__Lista de tarefas__.
(1) Imprima, do texto sobre a gestão de resíduos, a passagem que vai de "Os municípios de" a "estender a data-limite.".
(2) Dê continuidade ao texto sobre a gestão de resíduos a partir do ponto em que ele termina.

__Trecho da fonte__.
• • • •

Gestão compartilhada de resíduos é arma contra os lixões
Consórcios intermunicipais proporcionam compartilhamento de aterro sanitário e redução de custos para prefeituras.
Os municípios de Minas Gerais, como os de todo o País, correm para cumprir a legislação federal, mas desde já muitos admitem que não conseguirão cumprir o prazo para acabar com os locais inadequados de destinação final de lixo, os famosos lixões. “A Confederação Nacional dos Municípios (CNM) acredita que esse prazo será prorrogado até o final do ano, tendo em vista que mais de 500 projetos de destinação de resíduos sólidos foram encaminhados pelas prefeituras ao Ministério do Meio Ambiente e apenas oito foram aprovados”, diz o presidente da CNM, Valtemir Goldmeier. Contudo, o Ministério do Meio Ambiente já avisou que não irá estender a data-limite.
Norma federal fixou 2 de agosto de 2014 como prazo para que os municípios erradiquem os lixões. |
O artigo 54 da Lei Federal 12.305, de 2010, que institui a Política Nacional de Resíduos Sólidos (PNRS), fixou 2 de agosto de 2014 como prazo para a erradicação dos lixões, que causam grande impacto ambiental e trazem risco para a saúde pública. Já o aterro sanitário é o meio mais adequado, de acordo com os especialistas, para receber os resíduos, pois permite o confinamento seguro do lixo domiciliar, diminui a poluição ambiental e protege a saúde pública.
Devido ao alto custo de um aterro sanitário - da ordem de mais de R$ 1 milhão -, uma solução para resolver o problema dos resíduos sólidos domiciliares de maneira ecologicamente correta pode ser a adotação do modelo de consórcio intermunicipal, aquele que une municípios para viabilizar a sua instalação e com isso reduzir seus custos de operação e manutenção.

• • • •

[Parte de um arquivo de dados]
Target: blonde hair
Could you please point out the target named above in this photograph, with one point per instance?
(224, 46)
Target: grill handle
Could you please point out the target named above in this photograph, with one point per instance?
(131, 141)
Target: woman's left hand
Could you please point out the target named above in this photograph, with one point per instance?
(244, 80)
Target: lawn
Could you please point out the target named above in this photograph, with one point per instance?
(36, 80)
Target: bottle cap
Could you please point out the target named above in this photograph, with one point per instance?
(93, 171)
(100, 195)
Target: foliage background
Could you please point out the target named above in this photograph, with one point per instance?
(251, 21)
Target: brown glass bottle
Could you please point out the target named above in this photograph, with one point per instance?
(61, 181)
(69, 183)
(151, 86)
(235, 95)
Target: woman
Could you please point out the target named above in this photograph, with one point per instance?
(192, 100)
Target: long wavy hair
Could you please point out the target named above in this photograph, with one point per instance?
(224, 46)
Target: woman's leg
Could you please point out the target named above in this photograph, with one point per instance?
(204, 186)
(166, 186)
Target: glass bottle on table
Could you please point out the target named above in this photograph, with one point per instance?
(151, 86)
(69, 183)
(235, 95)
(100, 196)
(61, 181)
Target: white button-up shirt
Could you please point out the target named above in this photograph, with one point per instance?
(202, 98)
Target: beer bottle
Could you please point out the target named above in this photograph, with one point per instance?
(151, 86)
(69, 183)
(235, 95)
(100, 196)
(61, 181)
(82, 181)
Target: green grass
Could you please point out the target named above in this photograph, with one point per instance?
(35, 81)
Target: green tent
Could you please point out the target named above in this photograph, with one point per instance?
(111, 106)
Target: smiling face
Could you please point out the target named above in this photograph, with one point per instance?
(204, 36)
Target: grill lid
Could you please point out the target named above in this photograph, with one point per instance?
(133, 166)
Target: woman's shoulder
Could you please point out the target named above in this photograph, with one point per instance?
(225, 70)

• • • •

__As respostas__.
(1)
Os municípios de Minas Gerais, como os de todo o País, correm para cumprir a legislação federal, mas desde já muitos admitem que não conseguirão cumprir o prazo para acabar com os locais inadequados de destinação final de lixo, os famosos lixões. “A Confederação Nacional dos Municípios (CNM) acredita que esse prazo será prorrogado até o final do ano, tendo em vista que mais de 500 projetos de destinação de resíduos sólidos foram encaminhados pelas prefeituras ao Ministério do Meio Ambiente e apenas oito foram aprovados”, diz o presidente da CNM, Valtemir Goldmeier. Contudo, o Ministério do Meio Ambiente já avisou que não irá estender a data-limite.

(2)
O presidente da Comissão de Meio Ambiente e Desenvolvimento Sustentável da Assembleia Legislativa de Minas Gerais (ALMG), deputado Célio Moreira (PSDB), entende que o Governo Federal deu responsabilidades aos municípios, mas não foram disponibilizados recursos para cumpri-las. “O Plano Nacional de Resíduos Sólidos é uma ferramenta indispensável para a gestão ambiental municipal. O que falta é maior compromisso do Governo Federal no sentido de alocar os recursos necessários para que os prefeitos possam cumprir a lei, e com isso melhorar a qualidade ambiental de nossos municípios”, afirma o parlamentar.
A legislação atual prevê duras sanções aos gestores que descumprirem os prazos, entre elas até mesmo a prisão (um a cinco anos de reclusão), no caso de comprovação de que a omissão do prefeito é injustificada. Quanto às multas, elas variam de R$ 5 mil a R$ 50 milhões.
Ganho de escala é trunfo dos consórcios entre cidades
Os consórcios proporcionam o chamado “ganho de escala”, ou seja, o custo final de implantação e operação de um único aterro sanitário cai de forma acentuada quando diversas cidades se reúnem em torno dele, como afirma o diretor de Resíduos Sólidos da Fundação Estadual do Meio Ambiente (Feam), Renato Teixeira Brandão. De acordo com ele, essa alternativa permite outras economias, como o fato de dispor de apenas um engenheiro por consórcio. “A operação de destinação do resíduo é cara, não é só a construção que tem alto custo”, afirma.
O diretor da Feam explica que há três níveis de consórcios: aqueles em formação, que tem de passar pelas câmaras municipais; os já formados, mas não em operação; e os que já operam, como o de Itajubá (Sul de Minas).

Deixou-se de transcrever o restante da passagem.